** start of EXCERPTED RECORDS **

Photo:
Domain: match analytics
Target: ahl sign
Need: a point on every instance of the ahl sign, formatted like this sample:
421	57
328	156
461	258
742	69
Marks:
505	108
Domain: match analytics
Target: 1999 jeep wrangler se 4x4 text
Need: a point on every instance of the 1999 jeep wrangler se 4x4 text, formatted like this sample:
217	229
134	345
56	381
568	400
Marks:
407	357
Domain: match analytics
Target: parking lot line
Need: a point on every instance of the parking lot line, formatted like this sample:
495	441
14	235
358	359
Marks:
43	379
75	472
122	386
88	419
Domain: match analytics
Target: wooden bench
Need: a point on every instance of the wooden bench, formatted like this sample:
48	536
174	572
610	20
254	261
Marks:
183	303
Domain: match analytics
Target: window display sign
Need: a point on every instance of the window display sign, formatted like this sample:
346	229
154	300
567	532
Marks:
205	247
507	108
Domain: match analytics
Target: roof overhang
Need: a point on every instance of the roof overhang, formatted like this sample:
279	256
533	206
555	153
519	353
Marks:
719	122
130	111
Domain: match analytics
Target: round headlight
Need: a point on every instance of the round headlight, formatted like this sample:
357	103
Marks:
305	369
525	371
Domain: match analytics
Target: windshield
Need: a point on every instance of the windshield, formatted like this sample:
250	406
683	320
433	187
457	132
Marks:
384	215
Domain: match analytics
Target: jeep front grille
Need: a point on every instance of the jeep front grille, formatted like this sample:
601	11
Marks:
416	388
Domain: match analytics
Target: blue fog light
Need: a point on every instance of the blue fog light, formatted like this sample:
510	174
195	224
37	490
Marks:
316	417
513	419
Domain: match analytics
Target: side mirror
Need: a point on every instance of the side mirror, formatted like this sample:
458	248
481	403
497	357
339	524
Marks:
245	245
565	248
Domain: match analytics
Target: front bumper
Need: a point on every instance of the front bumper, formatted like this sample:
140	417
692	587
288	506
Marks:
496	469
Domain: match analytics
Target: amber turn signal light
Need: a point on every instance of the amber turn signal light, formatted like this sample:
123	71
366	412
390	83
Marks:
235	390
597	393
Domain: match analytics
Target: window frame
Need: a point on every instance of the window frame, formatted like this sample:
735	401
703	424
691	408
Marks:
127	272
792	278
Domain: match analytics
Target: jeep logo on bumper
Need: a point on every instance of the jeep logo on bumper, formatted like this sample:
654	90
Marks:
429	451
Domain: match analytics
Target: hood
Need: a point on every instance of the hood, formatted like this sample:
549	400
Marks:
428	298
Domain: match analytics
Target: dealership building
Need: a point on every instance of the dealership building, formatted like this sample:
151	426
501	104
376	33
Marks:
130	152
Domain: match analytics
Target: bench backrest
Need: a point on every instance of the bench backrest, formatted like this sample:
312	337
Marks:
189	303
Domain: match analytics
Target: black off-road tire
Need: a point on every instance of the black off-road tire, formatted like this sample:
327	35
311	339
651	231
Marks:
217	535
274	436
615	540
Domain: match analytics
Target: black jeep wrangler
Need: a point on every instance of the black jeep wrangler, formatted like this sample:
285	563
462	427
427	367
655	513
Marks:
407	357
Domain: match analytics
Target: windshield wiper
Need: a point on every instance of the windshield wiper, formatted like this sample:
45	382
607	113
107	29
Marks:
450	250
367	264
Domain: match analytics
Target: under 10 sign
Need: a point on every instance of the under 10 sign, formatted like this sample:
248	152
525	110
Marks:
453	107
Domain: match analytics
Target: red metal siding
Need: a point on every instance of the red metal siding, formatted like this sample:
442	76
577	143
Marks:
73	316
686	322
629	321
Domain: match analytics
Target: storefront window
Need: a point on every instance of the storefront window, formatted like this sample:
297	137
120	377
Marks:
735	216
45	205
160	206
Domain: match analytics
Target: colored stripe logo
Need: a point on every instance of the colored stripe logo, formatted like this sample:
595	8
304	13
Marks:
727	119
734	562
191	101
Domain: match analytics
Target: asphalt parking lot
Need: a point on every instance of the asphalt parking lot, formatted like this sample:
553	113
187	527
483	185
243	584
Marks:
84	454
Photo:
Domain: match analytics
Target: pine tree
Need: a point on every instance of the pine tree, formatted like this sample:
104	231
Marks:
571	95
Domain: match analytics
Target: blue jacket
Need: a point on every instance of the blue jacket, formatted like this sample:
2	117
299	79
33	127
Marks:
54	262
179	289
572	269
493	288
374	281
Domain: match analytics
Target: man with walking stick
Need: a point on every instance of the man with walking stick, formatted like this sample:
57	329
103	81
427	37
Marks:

** end of EXCERPTED RECORDS **

◆ WHAT YOU SHOULD DO ◆
Transcribe every entry exactly, omitting nothing.

◆ COMPLETE ANSWER ◆
Photo:
Domain: match analytics
Target: ahl sign
Need: a point on every instance of the ahl sign, formatted like this sample:
421	57
328	156
461	258
742	69
Marks:
505	108
Domain: match analytics
Target: 1999 jeep wrangler se 4x4 text
Need: a point on every instance of the 1999 jeep wrangler se 4x4 text, formatted like this sample:
217	229
134	345
56	381
568	400
Marks:
407	357
Domain: match analytics
Target: parking lot line
Need: a point on every instance of the parking lot line, formatted like this sample:
495	441
14	235
358	359
Marks:
43	379
75	472
122	386
88	419
Domain: match analytics
Target: wooden bench
Need: a point on every instance of the wooden bench, formatted like this sample:
48	536
174	572
610	20
254	261
Marks:
183	303
Domain: match analytics
Target: window display sign
Need: a point on every instance of the window display sign, formatted like this sample:
346	229
154	300
567	532
Marks:
205	247
507	108
Domain: match analytics
Target: roof overhang
Need: a point on every instance of the roof overhang, formatted like this sample:
279	256
533	206
555	153
519	353
Marks:
719	122
130	111
Domain: match analytics
Target: round headlight
Need: a point on every instance of the round headlight, formatted like this sample:
357	103
Marks:
305	369
525	371
Domain: match analytics
Target: windshield
Need: a point on every instance of the windshield, formatted like this sample:
250	406
683	320
433	187
457	132
Marks:
384	215
Domain: match analytics
Target: jeep front grille
Need: a point on every instance of the jeep front grille, formatted like this sample:
601	11
Marks:
416	388
Domain: match analytics
Target: blue fog light
Need: a point on every instance of the blue fog light, formatted like this sample:
510	174
195	224
37	490
Marks:
316	417
513	419
Domain: match analytics
Target: side mirror
Need: a point on every instance of the side mirror, formatted like this sample:
458	248
481	403
497	357
339	524
Marks:
245	245
565	248
Domain: match analytics
Target: front bumper
Need: a point on every instance of the front bumper, formatted like this sample:
140	417
692	587
288	506
Marks:
496	469
Domain: match analytics
Target: amber turn signal light
Need: a point on every instance of the amber turn signal light, formatted like this sample:
123	71
366	412
390	83
Marks:
235	390
597	393
Domain: match analytics
Target: window frame
Need: a point on every instance of the window frame, formatted like this sample:
735	401
703	424
691	408
Marks:
127	272
792	278
Domain: match analytics
Target: jeep logo on bumper
Need: a point on every instance of the jeep logo on bumper, formatted like this sample:
654	90
Marks:
429	451
Domain: match analytics
Target: hood
Need: a point on every instance of the hood, formatted like this sample:
549	400
Marks:
428	298
Domain: match analytics
Target: dealership building
Need: a point on every instance of the dealership building, formatted like this sample:
151	426
501	104
376	33
Marks:
130	152
Domain: match analytics
Target: bench backrest
Need: a point on every instance of the bench backrest, formatted like this sample:
312	337
Marks:
189	303
Domain: match analytics
Target: black off-road tire
Need: a point on every instance of the black off-road tire, formatted like this sample:
327	35
311	339
651	231
Marks:
217	535
274	436
615	540
Domain: match analytics
Target: black jeep wrangler
Need: a point on every instance of the black jeep wrangler, formatted like this sample:
285	563
462	427
427	367
655	513
Marks:
407	357
Domain: match analytics
Target: windshield wiper
Need: a point on every instance of the windshield wiper, formatted like this sample:
45	382
607	113
107	29
Marks:
450	250
367	264
Domain: match analytics
Target: under 10 sign
Need: a point on every instance of the under 10 sign, formatted like this sample:
248	152
525	110
Marks:
453	107
Domain: match analytics
Target: red metal siding
Need: a point on every instance of the red metal siding, formatted like this sample:
442	76
577	143
Marks:
73	316
686	322
629	321
Domain: match analytics
Target: storefront window
Need: a point on every instance of the storefront window, formatted like this sample:
297	137
120	377
Marks:
735	216
45	205
160	206
Domain: match analytics
Target: colored stripe logo
Need: a point on every instance of the colored stripe logo, formatted like this sample:
595	8
304	13
Marks:
727	119
734	562
191	101
Domain: match analytics
Target: asphalt parking lot
Need: a point on every instance of the asphalt parking lot, formatted like this sample:
553	113
187	527
483	185
243	584
Marks:
84	454
Photo:
Domain: match analytics
Target: pine tree
Need: a point on every instance of the pine tree, formatted like this sample:
104	231
Marks:
571	95
Domain: match analytics
Target: blue jacket
Need: a point on every instance of the blue jacket, formatted like this sample:
2	117
299	79
33	127
Marks:
54	262
179	289
572	269
493	288
374	281
Domain: match analytics
Target: man with walking stick
Need: a point on every instance of the man with walking stick, formatted like this sample:
57	329
103	81
427	37
Marks:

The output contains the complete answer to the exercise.